TO DO >> Please copy each of the lines below word for word.

--

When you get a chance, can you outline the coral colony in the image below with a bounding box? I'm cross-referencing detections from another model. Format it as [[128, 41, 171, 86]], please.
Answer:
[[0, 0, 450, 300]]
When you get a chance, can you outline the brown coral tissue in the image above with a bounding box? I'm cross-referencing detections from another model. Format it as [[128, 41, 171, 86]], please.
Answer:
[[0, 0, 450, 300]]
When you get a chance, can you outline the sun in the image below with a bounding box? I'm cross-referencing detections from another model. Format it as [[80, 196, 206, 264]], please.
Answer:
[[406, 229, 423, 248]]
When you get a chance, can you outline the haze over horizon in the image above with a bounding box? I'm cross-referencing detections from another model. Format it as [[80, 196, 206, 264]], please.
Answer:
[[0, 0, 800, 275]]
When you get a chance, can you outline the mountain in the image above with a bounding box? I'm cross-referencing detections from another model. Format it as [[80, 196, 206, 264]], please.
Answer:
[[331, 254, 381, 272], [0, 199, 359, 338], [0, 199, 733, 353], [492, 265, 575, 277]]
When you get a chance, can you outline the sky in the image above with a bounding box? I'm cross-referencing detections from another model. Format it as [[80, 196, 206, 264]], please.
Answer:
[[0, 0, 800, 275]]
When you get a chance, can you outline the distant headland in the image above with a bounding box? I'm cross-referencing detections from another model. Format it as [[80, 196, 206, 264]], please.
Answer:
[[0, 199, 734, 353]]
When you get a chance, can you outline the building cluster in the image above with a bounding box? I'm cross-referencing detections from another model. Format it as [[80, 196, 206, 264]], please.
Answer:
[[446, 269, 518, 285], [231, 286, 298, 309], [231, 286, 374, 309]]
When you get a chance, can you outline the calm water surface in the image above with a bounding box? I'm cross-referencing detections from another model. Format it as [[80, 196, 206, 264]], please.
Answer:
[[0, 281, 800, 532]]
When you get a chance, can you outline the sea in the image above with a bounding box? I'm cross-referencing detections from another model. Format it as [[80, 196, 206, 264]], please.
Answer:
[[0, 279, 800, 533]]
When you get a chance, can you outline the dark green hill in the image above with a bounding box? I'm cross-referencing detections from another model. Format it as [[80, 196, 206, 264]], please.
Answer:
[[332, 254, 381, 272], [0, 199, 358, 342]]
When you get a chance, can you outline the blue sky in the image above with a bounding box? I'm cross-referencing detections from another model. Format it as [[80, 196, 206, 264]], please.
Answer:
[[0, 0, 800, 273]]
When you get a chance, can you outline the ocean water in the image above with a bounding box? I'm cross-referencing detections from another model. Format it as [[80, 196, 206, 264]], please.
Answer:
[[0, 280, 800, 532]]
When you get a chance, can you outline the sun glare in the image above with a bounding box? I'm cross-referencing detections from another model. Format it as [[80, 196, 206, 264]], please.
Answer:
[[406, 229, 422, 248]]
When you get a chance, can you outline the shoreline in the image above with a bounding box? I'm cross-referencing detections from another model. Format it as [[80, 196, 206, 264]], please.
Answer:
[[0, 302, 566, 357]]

--

OUTPUT >>
When you get a chance, can you outline the coral colony in the image below with a bounding box? I'm cross-referencing detections from another model. Format it as [[128, 41, 171, 86]], please.
Answer:
[[0, 0, 450, 300]]
When you get a chance, can you outline the brown coral tissue in the image above with a bounding box? I'm cross-referencing detections from another model. Format it as [[128, 41, 171, 86]], please.
Answer:
[[0, 0, 450, 300]]
When you get a chance, can you outline the sun in the image below with a bounding box? I'm cross-referencing detections from another model. Format it as [[80, 196, 206, 264]], please.
Answer:
[[406, 229, 423, 248]]
When you get a chance, can you outline the haze over horizon in the image above with a bounding box? I'm cross-referencing detections from another model. Format it as [[80, 196, 206, 264]], please.
Answer:
[[0, 0, 800, 275]]
When you get a chance, can you outline the mountain in the image above with a bounding box? I'm cross-referencing detections from another model. Format it as [[80, 196, 206, 264]], please.
Answer:
[[331, 254, 381, 272], [0, 199, 359, 338], [0, 199, 733, 353], [492, 265, 575, 277]]
When you get a chance, can you outline the sky in the image above with a bounding box? I'm cross-referencing detections from another model. Format it as [[80, 196, 206, 264]], please.
Answer:
[[0, 0, 800, 275]]
When you get a chance, can you outline the distant headland in the image above with a bounding box? I'm cross-referencing detections from another model. Format it as [[80, 196, 206, 264]], please.
Answer:
[[0, 199, 734, 353]]
When you get a chance, can you outline the building cluster in the image above with a bounding box? I'm cross-referencing detections from another model. Format it as [[80, 196, 206, 264]], please.
Answer:
[[446, 269, 518, 285], [231, 286, 298, 309], [231, 286, 374, 309]]
When you get a chance, can you outline the calm water surface in the image above with a bounding box? I'm cross-referencing detections from another model. Format it as [[80, 196, 206, 264]], please.
Answer:
[[0, 281, 800, 532]]
When you get a chance, can you outline the sea in the image above with a bounding box? I'm cross-referencing detections from another model. Format it as [[80, 196, 206, 264]], please.
Answer:
[[0, 279, 800, 533]]
When you get a chance, can you outline the dark green hill in the image above with a bounding box? I'm cross-referencing detections from another model. Format it as [[80, 196, 206, 264]], please.
Answer:
[[332, 254, 381, 272], [0, 199, 358, 342]]
When you get a chance, can you outline the blue sky in the image above with a bounding box? I'm cross-referencing detections from another model. Format it as [[80, 196, 206, 264]], please.
Answer:
[[0, 0, 800, 273]]
When you get a chance, can you outline the ocean water in the image above with a bounding box? I'm cross-referencing detections from another model. Format it as [[80, 196, 206, 264]], please.
Answer:
[[0, 280, 800, 532]]
When you get a chance, can you outline the sun glare in the image above with a bounding box? I'm cross-referencing detections from another model. Format it as [[80, 196, 206, 264]], please.
Answer:
[[406, 229, 422, 248]]
When you get a chance, can you outline the shoreline in the image above with a bounding box? I'm cross-referencing detections from another model. Format it as [[80, 196, 206, 264]], please.
Answer:
[[0, 302, 566, 357]]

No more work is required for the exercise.